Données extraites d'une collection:
_ _ _ _
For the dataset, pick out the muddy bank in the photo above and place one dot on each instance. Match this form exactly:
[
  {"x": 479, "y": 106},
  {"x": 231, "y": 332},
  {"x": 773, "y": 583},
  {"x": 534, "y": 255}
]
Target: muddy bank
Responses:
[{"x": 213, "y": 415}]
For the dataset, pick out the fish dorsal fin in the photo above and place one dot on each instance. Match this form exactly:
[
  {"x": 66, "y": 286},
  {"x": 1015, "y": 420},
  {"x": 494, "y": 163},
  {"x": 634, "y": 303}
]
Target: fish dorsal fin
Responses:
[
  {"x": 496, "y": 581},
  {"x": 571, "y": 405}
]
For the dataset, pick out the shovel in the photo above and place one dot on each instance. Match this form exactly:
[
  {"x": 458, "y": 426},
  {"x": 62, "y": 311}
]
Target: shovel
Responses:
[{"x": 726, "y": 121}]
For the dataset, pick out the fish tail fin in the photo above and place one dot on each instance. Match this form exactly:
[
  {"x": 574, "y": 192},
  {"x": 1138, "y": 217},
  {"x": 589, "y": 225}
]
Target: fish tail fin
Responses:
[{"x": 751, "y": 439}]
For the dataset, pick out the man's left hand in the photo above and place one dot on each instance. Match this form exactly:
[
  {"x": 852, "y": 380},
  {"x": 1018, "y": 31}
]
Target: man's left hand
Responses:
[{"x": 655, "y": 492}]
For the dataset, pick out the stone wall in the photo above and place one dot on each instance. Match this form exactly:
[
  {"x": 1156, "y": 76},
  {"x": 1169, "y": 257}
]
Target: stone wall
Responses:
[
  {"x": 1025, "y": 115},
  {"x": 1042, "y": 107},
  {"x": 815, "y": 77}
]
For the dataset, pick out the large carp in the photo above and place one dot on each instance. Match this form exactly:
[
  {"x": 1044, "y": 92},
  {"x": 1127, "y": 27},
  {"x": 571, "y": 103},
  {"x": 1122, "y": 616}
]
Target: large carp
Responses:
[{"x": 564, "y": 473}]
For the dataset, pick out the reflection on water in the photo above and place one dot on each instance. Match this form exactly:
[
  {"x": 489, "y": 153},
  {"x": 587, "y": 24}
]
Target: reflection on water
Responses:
_ _ _ _
VOTRE OBJECTIF » Recopiez toutes les lignes ci-dessus à l'identique, s'il vous plaît.

CORRIGÉ DE L'EXERCICE »
For the dataset, pick out the muddy bank in the photo above and place one dot on each instance. Match this form exactly:
[
  {"x": 479, "y": 106},
  {"x": 231, "y": 332},
  {"x": 773, "y": 583},
  {"x": 534, "y": 255}
]
Target: muddy bank
Responses:
[{"x": 213, "y": 415}]
For the dataset, pick out the fish dorsal fin in the photo above and place one dot on each instance. Match this form exactly:
[
  {"x": 66, "y": 286},
  {"x": 1015, "y": 420},
  {"x": 494, "y": 163},
  {"x": 634, "y": 303}
]
Target: fish dorsal fin
Responses:
[
  {"x": 496, "y": 581},
  {"x": 571, "y": 405}
]
For the dataset, pick out the shovel in the photo above and place one dot on each instance. Match this form exactly:
[
  {"x": 458, "y": 426},
  {"x": 62, "y": 311}
]
Target: shovel
Responses:
[{"x": 726, "y": 121}]
For the dataset, pick out the fish tail fin in the photo above and place one dot on each instance. Match this form exactly:
[
  {"x": 574, "y": 192},
  {"x": 1138, "y": 217},
  {"x": 589, "y": 225}
]
Target: fish tail fin
Responses:
[{"x": 751, "y": 439}]
For the dataset, pick out the man's left hand in the photo above and place one dot on each instance. Match this form exactly:
[
  {"x": 852, "y": 380},
  {"x": 1018, "y": 31}
]
Target: man's left hand
Responses:
[{"x": 655, "y": 492}]
For the dataset, pick out the stone wall in the photo above and place one dot on each instance. Match this form exactly:
[
  {"x": 1156, "y": 76},
  {"x": 1169, "y": 257}
]
Target: stone wall
Responses:
[
  {"x": 1025, "y": 115},
  {"x": 1042, "y": 107},
  {"x": 815, "y": 77}
]
For the dataset, pick out the large carp in the photo above and place one dot on each instance. Match this form exactly:
[
  {"x": 1044, "y": 92},
  {"x": 1127, "y": 27},
  {"x": 571, "y": 103},
  {"x": 1122, "y": 616}
]
Target: large carp
Responses:
[{"x": 564, "y": 473}]
For the dataset, pick out the reflection on water in the photo above and place one dot on each instance. Match this form exactly:
[
  {"x": 489, "y": 153},
  {"x": 587, "y": 24}
]
Target: reflection on water
Responses:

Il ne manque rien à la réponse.